- Instructions for the task:
Omit the pictures and copy the entries exactly.

- Data to use:
———
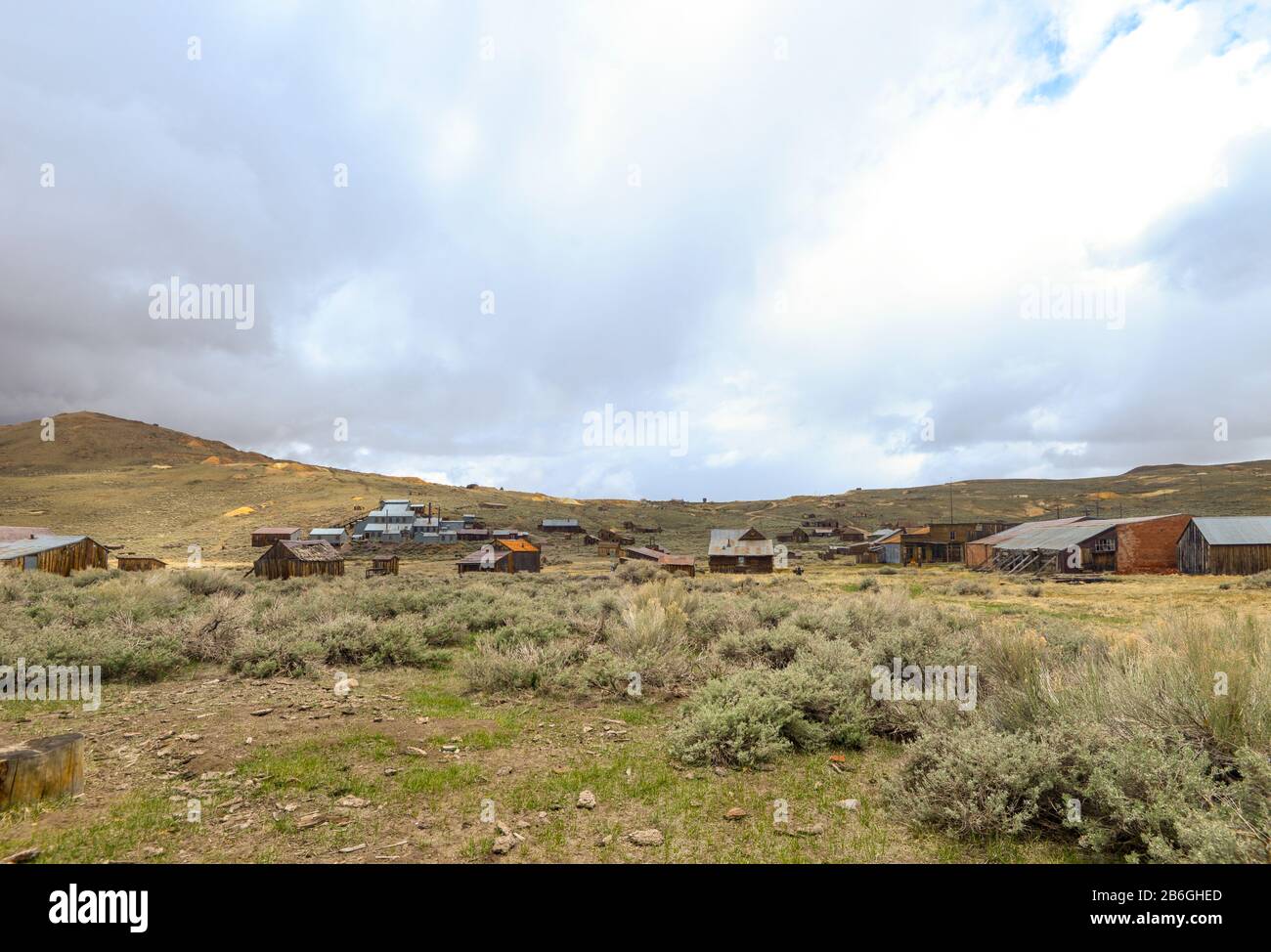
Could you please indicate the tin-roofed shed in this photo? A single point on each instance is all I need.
(59, 554)
(1225, 545)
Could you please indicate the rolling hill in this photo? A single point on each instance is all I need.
(153, 490)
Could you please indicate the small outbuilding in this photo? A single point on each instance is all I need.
(1225, 545)
(382, 566)
(292, 558)
(268, 536)
(335, 537)
(139, 563)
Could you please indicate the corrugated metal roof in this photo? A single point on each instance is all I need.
(517, 545)
(1024, 527)
(33, 546)
(1053, 537)
(1234, 530)
(12, 534)
(309, 550)
(727, 541)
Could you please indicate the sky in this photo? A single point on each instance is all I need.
(649, 249)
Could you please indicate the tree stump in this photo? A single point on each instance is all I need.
(41, 768)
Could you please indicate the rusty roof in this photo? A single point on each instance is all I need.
(306, 550)
(517, 545)
(728, 541)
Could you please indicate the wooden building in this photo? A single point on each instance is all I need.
(293, 558)
(740, 552)
(60, 554)
(337, 537)
(679, 565)
(640, 553)
(509, 555)
(944, 541)
(1138, 545)
(560, 525)
(268, 536)
(1225, 545)
(615, 536)
(139, 563)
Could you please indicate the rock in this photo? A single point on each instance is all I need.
(504, 845)
(42, 768)
(646, 838)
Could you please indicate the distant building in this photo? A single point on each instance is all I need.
(1225, 545)
(1143, 544)
(268, 536)
(139, 563)
(335, 537)
(740, 550)
(507, 555)
(59, 554)
(292, 558)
———
- The answer:
Could you please indicate the tin-roofed shed in this photo? A single point on each instance is all I need.
(59, 554)
(1225, 545)
Could you please indicate the rolling hill in this photo? A single point on each instance is all I need.
(153, 490)
Could you please indicate the small outbuilding in this photo? A single point on each instance is all I need.
(1225, 545)
(382, 566)
(292, 558)
(268, 536)
(335, 537)
(139, 563)
Could you please indicate the corrugated metal roof in this photo? A single point on each instance is all I need.
(517, 545)
(1024, 527)
(33, 546)
(1053, 537)
(1234, 530)
(12, 534)
(309, 550)
(727, 541)
Could you please indicate the sky in this photo? A single point on each instance is all I need.
(649, 249)
Could you please indicate the tree stump in this photo? A single point on each instance is all I need.
(41, 768)
Could you please indicate the rusty roof in this photo? A single point on each instance is all I need.
(306, 550)
(517, 545)
(728, 541)
Could you please indicate the wooden building in this photo? A single point on each instance is all I need.
(293, 558)
(740, 552)
(60, 554)
(337, 537)
(679, 565)
(640, 553)
(509, 555)
(944, 541)
(1138, 545)
(560, 525)
(268, 536)
(1225, 545)
(615, 536)
(139, 563)
Could you please indicate the rock in this photo? A single point on each instance is all I need.
(504, 845)
(42, 768)
(646, 838)
Could you please indicate the distant building in this photo? A single point on each instance is all I need.
(1225, 545)
(1143, 544)
(268, 536)
(139, 563)
(335, 537)
(740, 550)
(507, 555)
(59, 554)
(292, 558)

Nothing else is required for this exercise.